+++ Task material +++

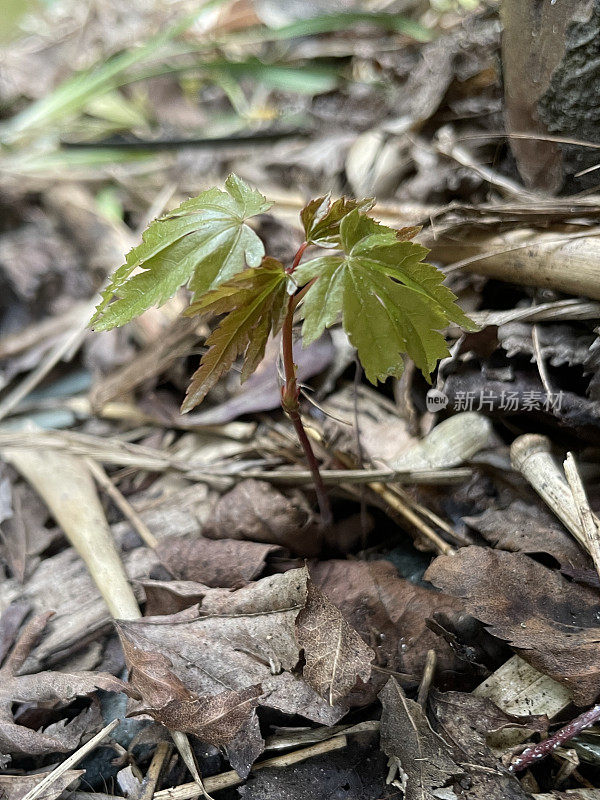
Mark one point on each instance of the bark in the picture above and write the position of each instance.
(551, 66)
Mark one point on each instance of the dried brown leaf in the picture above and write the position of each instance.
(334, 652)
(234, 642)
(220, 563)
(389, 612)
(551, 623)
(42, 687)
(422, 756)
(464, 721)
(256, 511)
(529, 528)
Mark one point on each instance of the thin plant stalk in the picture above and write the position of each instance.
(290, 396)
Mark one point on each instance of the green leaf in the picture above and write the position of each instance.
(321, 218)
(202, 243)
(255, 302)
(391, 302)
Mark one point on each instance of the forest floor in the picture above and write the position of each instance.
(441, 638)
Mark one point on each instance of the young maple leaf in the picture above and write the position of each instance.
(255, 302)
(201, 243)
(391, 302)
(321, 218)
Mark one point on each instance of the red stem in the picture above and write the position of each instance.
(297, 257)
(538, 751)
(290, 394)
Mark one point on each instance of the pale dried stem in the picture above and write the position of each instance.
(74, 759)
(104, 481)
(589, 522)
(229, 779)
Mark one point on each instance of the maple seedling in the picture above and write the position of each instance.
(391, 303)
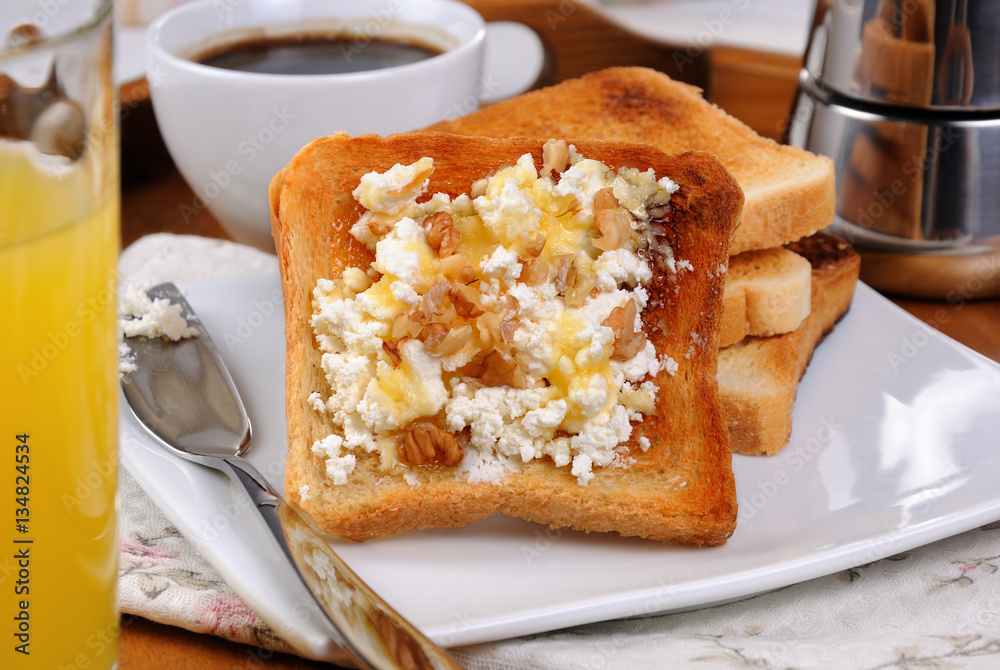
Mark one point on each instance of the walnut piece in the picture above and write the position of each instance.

+++

__Your instructions__. Repeat every line from the one containing "Mark one point on each instance of the forest" through the end of the material, offsetting each coordinate in the answers by 48. Omit the pictures.

__Result of this task__.
Mark one point on each instance of the forest floor in the picture above and write the position of each instance.
(489, 686)
Mark one point on each instance of the young maple leaf in the picture above and write the position of each instance.
(303, 350)
(249, 291)
(439, 350)
(369, 266)
Mark one point on each instance of the red stem in the picture above and write the position of each instance.
(345, 305)
(586, 799)
(338, 442)
Mark one point on each instance of the pale dried stem in the picture above and write the position of each instance.
(122, 807)
(152, 529)
(637, 570)
(277, 827)
Mark one point on each instance of the maple seedling in the picture above and write the position of each instance.
(439, 351)
Mark one point on each instance of the walnut piece in the picture above and write the position of each instance.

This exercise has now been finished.